## Problem to work on
The full set of entries, reproduced exactly, is the expected answer.
====== Material shown
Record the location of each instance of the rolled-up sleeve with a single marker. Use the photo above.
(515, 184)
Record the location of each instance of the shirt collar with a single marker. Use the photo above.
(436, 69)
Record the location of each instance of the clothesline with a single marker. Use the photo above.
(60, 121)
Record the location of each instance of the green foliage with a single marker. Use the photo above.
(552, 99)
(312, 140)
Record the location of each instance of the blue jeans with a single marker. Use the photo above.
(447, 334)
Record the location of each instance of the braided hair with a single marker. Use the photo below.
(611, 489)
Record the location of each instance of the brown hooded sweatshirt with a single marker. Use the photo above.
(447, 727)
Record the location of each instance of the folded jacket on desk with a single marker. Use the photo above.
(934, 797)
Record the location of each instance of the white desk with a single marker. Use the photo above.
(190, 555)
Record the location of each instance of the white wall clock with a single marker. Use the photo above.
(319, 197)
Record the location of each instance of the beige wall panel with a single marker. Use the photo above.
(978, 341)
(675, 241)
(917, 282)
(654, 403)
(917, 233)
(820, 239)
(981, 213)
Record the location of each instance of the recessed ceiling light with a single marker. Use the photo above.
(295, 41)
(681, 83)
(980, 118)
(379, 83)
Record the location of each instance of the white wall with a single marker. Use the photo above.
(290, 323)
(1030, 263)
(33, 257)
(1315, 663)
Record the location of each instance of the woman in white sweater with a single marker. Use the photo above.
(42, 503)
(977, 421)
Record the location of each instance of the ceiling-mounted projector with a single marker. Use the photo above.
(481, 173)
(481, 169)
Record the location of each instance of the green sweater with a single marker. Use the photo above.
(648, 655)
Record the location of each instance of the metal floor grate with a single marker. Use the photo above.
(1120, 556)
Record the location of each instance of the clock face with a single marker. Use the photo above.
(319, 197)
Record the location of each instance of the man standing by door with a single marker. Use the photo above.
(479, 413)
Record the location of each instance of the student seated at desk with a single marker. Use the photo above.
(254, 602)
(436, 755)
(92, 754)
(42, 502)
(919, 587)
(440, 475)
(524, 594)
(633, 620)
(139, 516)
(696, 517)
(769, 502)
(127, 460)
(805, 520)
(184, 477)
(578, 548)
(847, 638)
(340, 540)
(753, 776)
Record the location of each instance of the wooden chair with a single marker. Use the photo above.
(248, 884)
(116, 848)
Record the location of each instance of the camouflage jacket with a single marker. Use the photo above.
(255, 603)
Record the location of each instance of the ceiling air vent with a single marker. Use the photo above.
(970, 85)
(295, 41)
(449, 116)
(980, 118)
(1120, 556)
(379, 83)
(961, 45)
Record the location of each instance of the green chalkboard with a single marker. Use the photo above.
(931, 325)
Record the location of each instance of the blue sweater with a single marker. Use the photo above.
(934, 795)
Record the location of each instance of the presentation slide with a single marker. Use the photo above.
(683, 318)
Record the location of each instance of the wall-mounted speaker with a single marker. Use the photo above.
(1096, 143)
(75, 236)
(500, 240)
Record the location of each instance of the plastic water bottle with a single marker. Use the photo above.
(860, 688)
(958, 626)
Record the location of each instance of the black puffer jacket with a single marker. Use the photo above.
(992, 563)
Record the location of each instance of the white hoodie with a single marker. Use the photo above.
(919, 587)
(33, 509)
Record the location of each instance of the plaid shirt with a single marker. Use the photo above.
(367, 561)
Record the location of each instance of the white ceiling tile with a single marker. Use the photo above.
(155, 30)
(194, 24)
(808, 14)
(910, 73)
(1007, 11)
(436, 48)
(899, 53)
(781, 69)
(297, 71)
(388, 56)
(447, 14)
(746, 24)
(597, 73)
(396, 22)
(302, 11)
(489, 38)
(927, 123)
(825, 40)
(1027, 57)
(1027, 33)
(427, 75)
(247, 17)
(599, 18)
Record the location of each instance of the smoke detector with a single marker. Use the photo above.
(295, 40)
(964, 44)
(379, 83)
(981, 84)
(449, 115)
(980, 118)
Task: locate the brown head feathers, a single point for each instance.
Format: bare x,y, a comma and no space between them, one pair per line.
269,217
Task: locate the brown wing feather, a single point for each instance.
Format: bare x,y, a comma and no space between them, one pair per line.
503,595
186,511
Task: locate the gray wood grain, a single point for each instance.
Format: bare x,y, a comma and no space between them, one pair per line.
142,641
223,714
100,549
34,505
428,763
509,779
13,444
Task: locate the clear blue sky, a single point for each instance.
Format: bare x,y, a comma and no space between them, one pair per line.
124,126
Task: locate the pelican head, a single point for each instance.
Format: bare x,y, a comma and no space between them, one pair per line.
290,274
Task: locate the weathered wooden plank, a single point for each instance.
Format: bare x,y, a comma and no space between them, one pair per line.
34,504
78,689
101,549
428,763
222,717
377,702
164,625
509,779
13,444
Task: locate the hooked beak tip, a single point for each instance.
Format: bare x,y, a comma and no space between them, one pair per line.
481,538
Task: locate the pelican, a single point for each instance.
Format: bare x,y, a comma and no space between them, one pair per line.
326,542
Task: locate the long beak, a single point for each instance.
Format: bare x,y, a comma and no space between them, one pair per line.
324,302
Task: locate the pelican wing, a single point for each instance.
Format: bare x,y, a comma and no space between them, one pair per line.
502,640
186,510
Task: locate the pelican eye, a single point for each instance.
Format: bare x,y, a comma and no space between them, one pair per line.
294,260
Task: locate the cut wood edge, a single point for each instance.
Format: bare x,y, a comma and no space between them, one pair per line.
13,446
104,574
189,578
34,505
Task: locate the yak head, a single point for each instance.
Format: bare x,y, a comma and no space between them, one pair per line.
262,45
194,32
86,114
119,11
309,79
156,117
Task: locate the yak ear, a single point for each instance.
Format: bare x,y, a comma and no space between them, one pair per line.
============
## Task result
Record the location of each instance of the rolled-up sleeve with a single marker. Use the photo above.
(515, 184)
Record the location of each instance of the shirt collar with a single marker. Use the photo above.
(436, 69)
Record the location of each instance of the clothesline with a single marker. Use the photo above.
(60, 121)
Record the location of each instance of the green foliage with a single marker. Use the photo above.
(552, 99)
(312, 140)
Record the location of each instance of the blue jeans with a single marker. Use the photo above.
(447, 334)
Record the location of each instance of the braided hair with a single marker. Use the photo below.
(611, 489)
Record the location of each instance of the brown hooded sweatshirt with a single marker. Use the photo above.
(447, 727)
Record the location of each instance of the folded jacket on desk with a single marker. Use the photo above.
(934, 797)
Record the location of each instance of the white desk with a single marker. Use the photo above.
(190, 555)
Record the location of each instance of the white wall clock with a single marker. Use the photo above.
(319, 197)
Record the location of each instance of the beige wall panel with a single marker. Use the photo above.
(978, 341)
(675, 241)
(917, 282)
(654, 403)
(917, 233)
(820, 239)
(981, 213)
Record the location of each instance of the recessed ceiling light with a single marker. Use the photo above.
(295, 41)
(681, 83)
(980, 118)
(379, 83)
Record the location of each instance of the white wall with a single marker. Use the photo above.
(290, 323)
(1030, 263)
(33, 257)
(1315, 663)
Record the location of each instance of the woman in white sweater with a single marker. Use the photo above.
(42, 503)
(977, 421)
Record the location of each instance of the ceiling-mounted projector with a single marker. Use the photo above.
(481, 173)
(481, 169)
Record the location of each instance of the green sweater with a single marker. Use the photo above.
(648, 655)
Record the location of each instance of the metal floor grate with a single marker. Use the photo above.
(1120, 556)
Record the location of each instance of the clock face with a single marker. Use the photo above.
(319, 197)
Record the location of each instance of the man standing by door with a single marker. Use the photo above.
(479, 413)
Record the location of each instance of the student seated at desk with a single marker. Use the photo above.
(254, 602)
(436, 755)
(92, 754)
(42, 502)
(919, 587)
(440, 475)
(524, 594)
(633, 620)
(139, 516)
(696, 517)
(769, 502)
(127, 460)
(805, 520)
(184, 477)
(578, 548)
(847, 638)
(340, 540)
(753, 776)
Record the location of each instance of the wooden chair with a single marker. Use the photo above.
(248, 884)
(116, 848)
Record the location of each instance of the camouflage jacket with a single marker. Use the photo above.
(255, 603)
Record the location of each instance of the ceiling air vent with a single marker. Use the photo above.
(970, 85)
(295, 41)
(449, 116)
(980, 118)
(1120, 556)
(379, 83)
(961, 45)
Record the location of each instance of the green chalkboard with a single marker. Use the photo above.
(931, 325)
Record the location of each instance of the blue sweater with a single marker. Use the photo above.
(934, 795)
Record the location of each instance of the presentation slide with a single marker. Use the photo above.
(683, 318)
Record the location of each instance of the wall-mounted speaker with a single marker. Use the photo above.
(1096, 143)
(75, 236)
(500, 240)
Record the location of each instance of the plastic water bottle with a single marker. Use the photo above.
(860, 688)
(958, 626)
Record the location of each instance of the black puffer jacket with a single marker. Use the photo above.
(992, 563)
Record the location of each instance of the white hoodie with a single marker. Use the photo above.
(919, 587)
(33, 509)
Record the location of each instance of the plaid shirt with a single marker. Use the photo above.
(367, 561)
Record the location of each instance of the white ceiling tile with a single marker. Use the photo above.
(155, 30)
(194, 24)
(808, 14)
(910, 73)
(1007, 11)
(436, 48)
(899, 53)
(781, 69)
(297, 71)
(388, 56)
(447, 14)
(746, 24)
(597, 73)
(396, 22)
(302, 11)
(489, 38)
(927, 123)
(825, 40)
(1027, 57)
(1027, 33)
(427, 75)
(247, 17)
(599, 18)
Record the location of each instance of the smoke detector with a single marker. Use the photo above.
(295, 40)
(964, 44)
(379, 83)
(981, 84)
(449, 115)
(980, 118)
Task: locate the brown head feathers, a single point for each instance.
Format: bare x,y, a comma and no space between them, one pair per line.
269,217
Task: locate the brown wing feather, a single point for each instance.
Format: bare x,y, a comma and no space between them, one pair per line.
503,595
186,511
Task: locate the gray wood grain, a single point for each instance.
Format: bare x,y, a comma and no space between them, one pair per line.
142,641
223,714
100,549
34,505
428,763
509,779
13,444
Task: locate the clear blue sky, a single point for each instance.
Format: bare x,y, a comma and no space between them, one pair per line.
124,126
Task: locate the pelican head, a single point for each instance.
Format: bare x,y, a comma and no space between them, one pair per line.
290,274
Task: locate the weathered wooden plank, a single point for each instance.
Format: bare x,y, a comma and no space between them, one pair per line.
34,504
78,689
101,549
428,763
222,717
377,702
164,625
509,779
13,444
Task: locate the hooked beak tip, a single point for each instance.
Format: bare x,y, a comma and no space between them, one pair per line.
481,538
Task: locate the pelican, a single point for each instance.
Format: bare x,y, a comma and no space between them, one pair per line.
326,542
Task: locate the long beak, a single point for each instance.
Format: bare x,y, a comma and no space between them, one pair per line.
324,302
Task: locate the pelican wing, a single point for each instance.
Format: bare x,y, a comma and no space between them, one pair per line.
502,640
186,510
Task: locate the pelican eye, a single point for each instance.
Format: bare x,y, a comma and no space between them, one pair per line.
294,260
Task: locate the cut wood edge, a single point for each instance.
Format: bare x,y, a comma and no space between them, one pair per line.
13,446
104,574
189,578
34,505
Task: locate the yak head, a single point for each instance.
Format: bare x,y, a comma and no space between them, one pair per line.
262,45
194,32
86,114
119,11
309,79
156,117
Task: locate the yak ear, a single point for each instance.
Format: bare x,y, a comma and no space between them, one pair per line.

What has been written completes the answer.